= GIVEN REQUEST =
Can you write out, word for word, the part of the forum thread about drawing software starting with "And oh yes!" and going on through "they're already colored."?

= SELECTED EXTRACT =
* * *

And oh yes! I use PaintTool Sai. It's not free but it's pretty cheap. I've been using the 1.2 version for several years! It's especially good for lineart and painting~. (2.0 is also coming out eventually and from what I've seen from beta testing it, it looks promising too!)  Highly recommended!

I tried Krita once but I found its tool system a bit too complex to my liking and Photoshop is... I hate monthly payments. xD Medibang is nice too, though! I like to use it for creating text, smoke effects and random textures. :> OH! And the symmetry brushes are gorgeous!


----------



## Casty (Oct 5, 2017)

I'm doing the inktober stuff - I normally ink my work traditionally anyway so lol:

Here's the live shots of a few of them. I have done more but they're already colored.


----------



## Pipistrele (Oct 5, 2017)

* * *

= SOURCE DATA =
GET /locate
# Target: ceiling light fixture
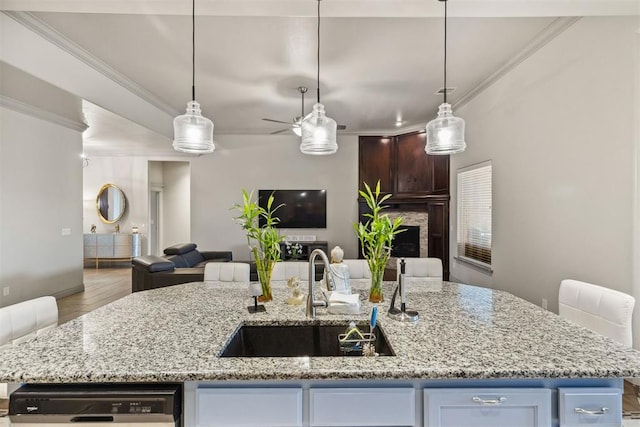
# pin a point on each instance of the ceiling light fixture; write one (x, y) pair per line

* * *

= RESULT OF THIS TASK =
And oh yes! I use PaintTool Sai. It's not free but it's pretty cheap. I've been using the 1.2 version for several years! It's especially good for lineart and painting~. (2.0 is also coming out eventually and from what I've seen from beta testing it, it looks promising too!)  Highly recommended!

I tried Krita once but I found its tool system a bit too complex to my liking and Photoshop is... I hate monthly payments. xD Medibang is nice too, though! I like to use it for creating text, smoke effects and random textures. :> OH! And the symmetry brushes are gorgeous!


----------



## Casty (Oct 5, 2017)

I'm doing the inktober stuff - I normally ink my work traditionally anyway so lol:

Here's the live shots of a few of them. I have done more but they're already colored.